Point annotation dataset records:
-------------------------

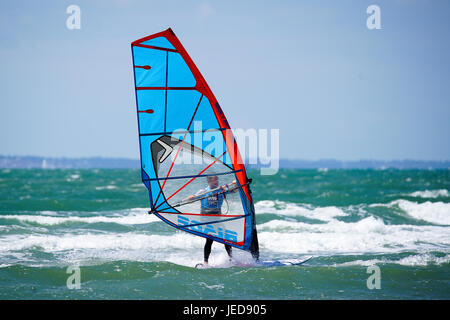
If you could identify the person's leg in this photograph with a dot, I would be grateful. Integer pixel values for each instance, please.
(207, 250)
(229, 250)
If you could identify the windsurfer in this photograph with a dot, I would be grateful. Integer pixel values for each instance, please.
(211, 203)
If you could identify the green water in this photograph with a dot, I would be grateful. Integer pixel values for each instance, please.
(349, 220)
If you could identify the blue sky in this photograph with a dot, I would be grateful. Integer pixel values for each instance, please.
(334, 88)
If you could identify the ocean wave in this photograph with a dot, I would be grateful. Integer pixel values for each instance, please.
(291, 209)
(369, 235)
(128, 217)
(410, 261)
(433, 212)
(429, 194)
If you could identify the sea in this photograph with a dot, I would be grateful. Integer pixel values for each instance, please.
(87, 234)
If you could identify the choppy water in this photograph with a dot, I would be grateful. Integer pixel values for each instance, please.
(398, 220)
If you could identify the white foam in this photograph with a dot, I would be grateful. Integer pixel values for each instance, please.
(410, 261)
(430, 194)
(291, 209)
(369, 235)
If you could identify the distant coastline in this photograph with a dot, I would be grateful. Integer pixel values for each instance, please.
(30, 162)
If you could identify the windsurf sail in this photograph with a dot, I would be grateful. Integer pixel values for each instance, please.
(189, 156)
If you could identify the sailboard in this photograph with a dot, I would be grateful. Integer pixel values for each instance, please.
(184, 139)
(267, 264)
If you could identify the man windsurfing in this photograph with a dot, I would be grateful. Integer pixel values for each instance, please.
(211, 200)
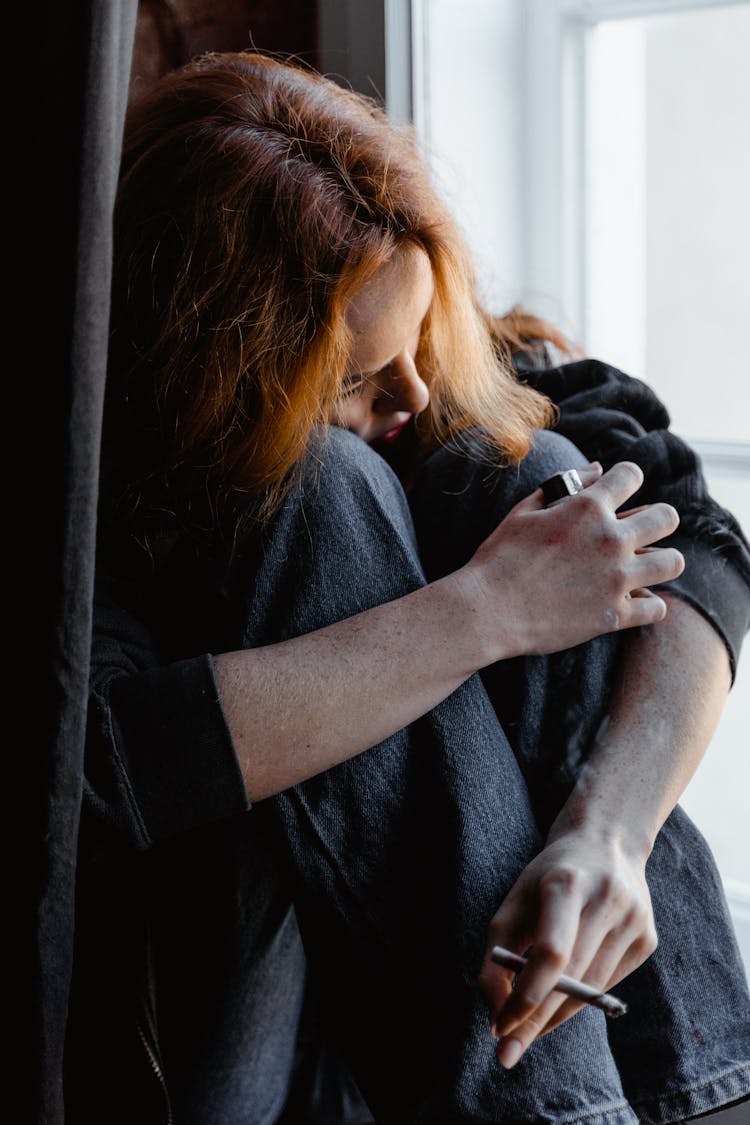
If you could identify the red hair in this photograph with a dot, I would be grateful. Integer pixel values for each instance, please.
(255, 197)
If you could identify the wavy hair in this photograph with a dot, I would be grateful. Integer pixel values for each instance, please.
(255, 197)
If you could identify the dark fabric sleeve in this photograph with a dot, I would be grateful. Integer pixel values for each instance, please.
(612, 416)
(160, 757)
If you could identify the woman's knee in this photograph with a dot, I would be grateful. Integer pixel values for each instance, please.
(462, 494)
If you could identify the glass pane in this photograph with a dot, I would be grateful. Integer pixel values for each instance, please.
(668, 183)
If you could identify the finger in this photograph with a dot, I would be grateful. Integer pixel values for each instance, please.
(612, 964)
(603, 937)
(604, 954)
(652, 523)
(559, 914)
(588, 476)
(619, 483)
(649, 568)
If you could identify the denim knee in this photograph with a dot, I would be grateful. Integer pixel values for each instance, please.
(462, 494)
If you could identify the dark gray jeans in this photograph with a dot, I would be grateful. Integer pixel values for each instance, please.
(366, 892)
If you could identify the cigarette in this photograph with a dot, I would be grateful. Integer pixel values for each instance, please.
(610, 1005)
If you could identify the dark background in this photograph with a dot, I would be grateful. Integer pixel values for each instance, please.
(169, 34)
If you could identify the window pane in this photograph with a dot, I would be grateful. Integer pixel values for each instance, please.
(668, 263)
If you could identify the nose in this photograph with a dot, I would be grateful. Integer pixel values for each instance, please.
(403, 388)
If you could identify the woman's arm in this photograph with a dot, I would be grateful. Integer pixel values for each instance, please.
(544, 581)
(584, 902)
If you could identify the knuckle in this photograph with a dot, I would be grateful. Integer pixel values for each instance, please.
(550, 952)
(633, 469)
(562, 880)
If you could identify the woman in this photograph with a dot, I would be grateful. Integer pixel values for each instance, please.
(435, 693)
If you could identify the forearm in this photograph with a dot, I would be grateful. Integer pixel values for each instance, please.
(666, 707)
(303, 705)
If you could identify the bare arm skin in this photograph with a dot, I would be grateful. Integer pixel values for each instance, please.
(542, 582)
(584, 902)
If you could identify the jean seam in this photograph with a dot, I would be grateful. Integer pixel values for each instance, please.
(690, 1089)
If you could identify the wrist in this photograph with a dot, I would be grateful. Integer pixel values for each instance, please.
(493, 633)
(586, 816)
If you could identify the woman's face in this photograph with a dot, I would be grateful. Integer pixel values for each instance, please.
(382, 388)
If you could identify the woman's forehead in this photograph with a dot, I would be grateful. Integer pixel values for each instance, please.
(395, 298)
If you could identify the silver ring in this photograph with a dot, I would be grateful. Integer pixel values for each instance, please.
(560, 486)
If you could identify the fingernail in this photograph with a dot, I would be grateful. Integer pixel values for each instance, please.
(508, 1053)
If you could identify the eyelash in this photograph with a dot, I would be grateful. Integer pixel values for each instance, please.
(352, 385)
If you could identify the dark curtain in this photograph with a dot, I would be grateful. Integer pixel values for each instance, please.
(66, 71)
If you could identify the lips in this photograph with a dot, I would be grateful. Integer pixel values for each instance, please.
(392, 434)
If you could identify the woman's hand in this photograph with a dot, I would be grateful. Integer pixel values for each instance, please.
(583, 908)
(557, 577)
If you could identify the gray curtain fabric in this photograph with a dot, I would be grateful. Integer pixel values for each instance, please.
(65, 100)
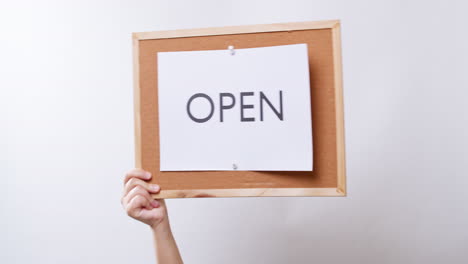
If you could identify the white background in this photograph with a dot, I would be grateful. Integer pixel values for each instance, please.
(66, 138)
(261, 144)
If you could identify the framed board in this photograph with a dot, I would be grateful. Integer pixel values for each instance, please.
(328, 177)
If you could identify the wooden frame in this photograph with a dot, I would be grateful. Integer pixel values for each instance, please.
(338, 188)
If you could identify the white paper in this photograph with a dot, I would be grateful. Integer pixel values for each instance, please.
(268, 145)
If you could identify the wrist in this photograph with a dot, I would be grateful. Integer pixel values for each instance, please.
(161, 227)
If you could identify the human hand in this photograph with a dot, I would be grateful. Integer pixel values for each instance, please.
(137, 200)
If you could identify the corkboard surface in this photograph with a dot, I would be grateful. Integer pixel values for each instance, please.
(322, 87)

-------------------------

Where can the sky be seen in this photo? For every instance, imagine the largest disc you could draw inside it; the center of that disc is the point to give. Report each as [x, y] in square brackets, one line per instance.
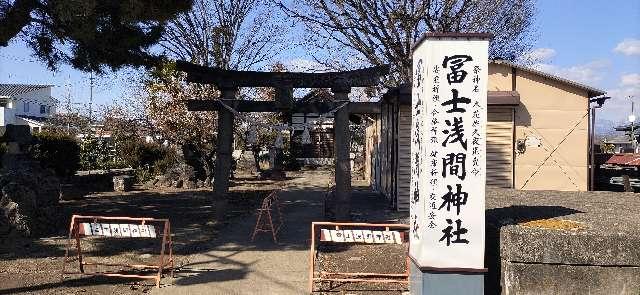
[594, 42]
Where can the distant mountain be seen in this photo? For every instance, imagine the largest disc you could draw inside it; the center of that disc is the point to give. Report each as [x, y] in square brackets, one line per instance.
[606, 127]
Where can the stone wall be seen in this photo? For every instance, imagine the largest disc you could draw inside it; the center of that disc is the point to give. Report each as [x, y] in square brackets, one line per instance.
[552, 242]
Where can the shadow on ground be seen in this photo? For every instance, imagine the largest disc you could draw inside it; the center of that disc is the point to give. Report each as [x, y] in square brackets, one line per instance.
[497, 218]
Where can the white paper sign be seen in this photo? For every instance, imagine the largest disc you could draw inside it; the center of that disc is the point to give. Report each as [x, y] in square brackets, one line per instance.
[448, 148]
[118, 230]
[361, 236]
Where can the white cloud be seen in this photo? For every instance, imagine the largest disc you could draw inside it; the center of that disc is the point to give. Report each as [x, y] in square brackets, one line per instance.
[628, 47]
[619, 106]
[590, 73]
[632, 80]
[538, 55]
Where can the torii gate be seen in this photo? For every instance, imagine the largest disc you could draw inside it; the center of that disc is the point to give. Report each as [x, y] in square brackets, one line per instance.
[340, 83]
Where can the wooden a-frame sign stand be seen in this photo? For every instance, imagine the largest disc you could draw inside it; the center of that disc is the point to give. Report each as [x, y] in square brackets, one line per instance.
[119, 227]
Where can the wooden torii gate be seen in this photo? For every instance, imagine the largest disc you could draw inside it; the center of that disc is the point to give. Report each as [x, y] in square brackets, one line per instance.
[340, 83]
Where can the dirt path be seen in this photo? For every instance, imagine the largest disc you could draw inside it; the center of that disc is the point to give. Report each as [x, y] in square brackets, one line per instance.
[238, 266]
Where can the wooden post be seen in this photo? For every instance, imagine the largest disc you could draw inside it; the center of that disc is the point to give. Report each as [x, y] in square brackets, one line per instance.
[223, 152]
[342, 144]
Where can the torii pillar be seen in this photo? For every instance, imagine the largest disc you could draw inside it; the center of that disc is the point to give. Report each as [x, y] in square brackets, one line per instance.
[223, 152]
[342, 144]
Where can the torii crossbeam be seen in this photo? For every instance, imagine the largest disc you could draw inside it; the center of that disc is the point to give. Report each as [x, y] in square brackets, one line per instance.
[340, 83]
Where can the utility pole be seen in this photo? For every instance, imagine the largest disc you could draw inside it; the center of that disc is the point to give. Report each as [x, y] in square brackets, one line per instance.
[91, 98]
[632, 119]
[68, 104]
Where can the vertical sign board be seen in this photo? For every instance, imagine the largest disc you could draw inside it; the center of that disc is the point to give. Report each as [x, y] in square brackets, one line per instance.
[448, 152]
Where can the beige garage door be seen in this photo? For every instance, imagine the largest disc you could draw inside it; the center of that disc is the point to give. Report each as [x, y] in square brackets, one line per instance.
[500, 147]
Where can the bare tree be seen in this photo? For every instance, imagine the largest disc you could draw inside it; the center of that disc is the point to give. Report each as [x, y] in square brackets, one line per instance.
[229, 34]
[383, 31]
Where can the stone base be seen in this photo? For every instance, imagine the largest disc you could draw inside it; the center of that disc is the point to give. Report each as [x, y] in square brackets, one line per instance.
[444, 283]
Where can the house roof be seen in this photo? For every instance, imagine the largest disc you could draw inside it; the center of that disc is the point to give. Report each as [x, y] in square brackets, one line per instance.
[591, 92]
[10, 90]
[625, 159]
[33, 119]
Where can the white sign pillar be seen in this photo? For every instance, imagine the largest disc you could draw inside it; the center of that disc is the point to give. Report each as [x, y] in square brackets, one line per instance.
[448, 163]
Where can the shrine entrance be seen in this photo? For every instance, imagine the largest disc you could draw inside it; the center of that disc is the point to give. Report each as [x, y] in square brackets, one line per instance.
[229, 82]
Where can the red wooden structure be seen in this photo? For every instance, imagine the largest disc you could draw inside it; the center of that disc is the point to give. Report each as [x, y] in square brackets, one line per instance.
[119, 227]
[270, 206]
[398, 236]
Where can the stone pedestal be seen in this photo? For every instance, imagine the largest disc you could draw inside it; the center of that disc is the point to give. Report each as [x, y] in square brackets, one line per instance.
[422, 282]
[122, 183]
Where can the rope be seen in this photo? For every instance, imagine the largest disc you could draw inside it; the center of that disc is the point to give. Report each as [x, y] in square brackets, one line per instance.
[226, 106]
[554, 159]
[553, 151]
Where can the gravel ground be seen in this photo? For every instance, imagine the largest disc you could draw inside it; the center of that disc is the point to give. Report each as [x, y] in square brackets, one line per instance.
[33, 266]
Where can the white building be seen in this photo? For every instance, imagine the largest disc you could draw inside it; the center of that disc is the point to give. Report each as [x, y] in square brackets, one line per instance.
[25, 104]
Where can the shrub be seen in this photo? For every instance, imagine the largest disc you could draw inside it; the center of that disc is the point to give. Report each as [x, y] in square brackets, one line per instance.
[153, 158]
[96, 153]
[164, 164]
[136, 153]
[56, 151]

-------------------------

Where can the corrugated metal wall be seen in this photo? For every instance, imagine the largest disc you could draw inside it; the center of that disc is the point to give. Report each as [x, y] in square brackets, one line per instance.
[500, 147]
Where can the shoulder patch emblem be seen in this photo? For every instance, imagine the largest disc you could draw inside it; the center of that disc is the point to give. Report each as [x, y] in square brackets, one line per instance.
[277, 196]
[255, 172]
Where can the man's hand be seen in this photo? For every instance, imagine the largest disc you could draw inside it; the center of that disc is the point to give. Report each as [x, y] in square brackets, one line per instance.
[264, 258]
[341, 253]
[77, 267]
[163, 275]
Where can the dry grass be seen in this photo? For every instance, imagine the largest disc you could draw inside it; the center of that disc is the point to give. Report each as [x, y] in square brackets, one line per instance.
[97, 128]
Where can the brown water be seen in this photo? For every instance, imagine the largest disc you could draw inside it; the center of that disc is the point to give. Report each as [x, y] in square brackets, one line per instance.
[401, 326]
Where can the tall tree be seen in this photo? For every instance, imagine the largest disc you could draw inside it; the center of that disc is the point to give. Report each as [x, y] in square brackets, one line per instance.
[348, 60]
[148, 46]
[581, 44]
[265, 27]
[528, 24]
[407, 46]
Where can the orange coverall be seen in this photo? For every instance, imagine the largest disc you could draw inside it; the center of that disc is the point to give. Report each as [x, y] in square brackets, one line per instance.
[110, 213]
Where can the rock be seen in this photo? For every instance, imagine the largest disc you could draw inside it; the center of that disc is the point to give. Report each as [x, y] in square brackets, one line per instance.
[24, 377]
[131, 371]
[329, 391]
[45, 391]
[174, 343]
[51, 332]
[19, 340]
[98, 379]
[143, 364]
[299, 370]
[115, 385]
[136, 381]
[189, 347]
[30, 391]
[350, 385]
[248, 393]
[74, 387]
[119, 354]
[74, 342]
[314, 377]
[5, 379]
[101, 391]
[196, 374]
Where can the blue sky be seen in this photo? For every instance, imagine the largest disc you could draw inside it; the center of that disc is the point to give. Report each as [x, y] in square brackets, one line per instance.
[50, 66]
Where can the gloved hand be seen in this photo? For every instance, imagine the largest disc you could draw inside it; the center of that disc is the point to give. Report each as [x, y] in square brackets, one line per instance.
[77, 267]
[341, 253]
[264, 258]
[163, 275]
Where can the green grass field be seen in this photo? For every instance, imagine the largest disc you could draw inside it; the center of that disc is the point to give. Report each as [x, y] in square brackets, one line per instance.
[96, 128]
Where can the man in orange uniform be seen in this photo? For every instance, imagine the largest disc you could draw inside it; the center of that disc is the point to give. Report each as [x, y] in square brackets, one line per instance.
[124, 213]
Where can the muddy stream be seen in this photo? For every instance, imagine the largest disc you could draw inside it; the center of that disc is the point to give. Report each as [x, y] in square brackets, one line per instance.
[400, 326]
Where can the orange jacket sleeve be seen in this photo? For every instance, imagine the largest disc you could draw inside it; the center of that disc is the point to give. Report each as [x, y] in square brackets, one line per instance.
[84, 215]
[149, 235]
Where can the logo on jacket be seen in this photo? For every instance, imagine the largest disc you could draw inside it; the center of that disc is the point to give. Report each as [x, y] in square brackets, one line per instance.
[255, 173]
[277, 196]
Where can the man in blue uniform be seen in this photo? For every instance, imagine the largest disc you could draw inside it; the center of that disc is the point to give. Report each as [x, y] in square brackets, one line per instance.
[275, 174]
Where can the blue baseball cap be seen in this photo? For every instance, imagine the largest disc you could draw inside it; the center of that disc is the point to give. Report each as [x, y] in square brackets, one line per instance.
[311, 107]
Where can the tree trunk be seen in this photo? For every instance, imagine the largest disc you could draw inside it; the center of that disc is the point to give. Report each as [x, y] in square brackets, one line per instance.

-------------------------

**Task instructions:** Filter the records above down to every line that contains the word "hair", treating case as significant. Copy each matching line in full.

**The solution:**
If you could identify the red hair in this photograph with a dot, I would be grateful. Integer pixel values for each instance, please.
If you could identify the wavy hair in this photograph with a dot, I would be grateful. Integer pixel values for each instance, please.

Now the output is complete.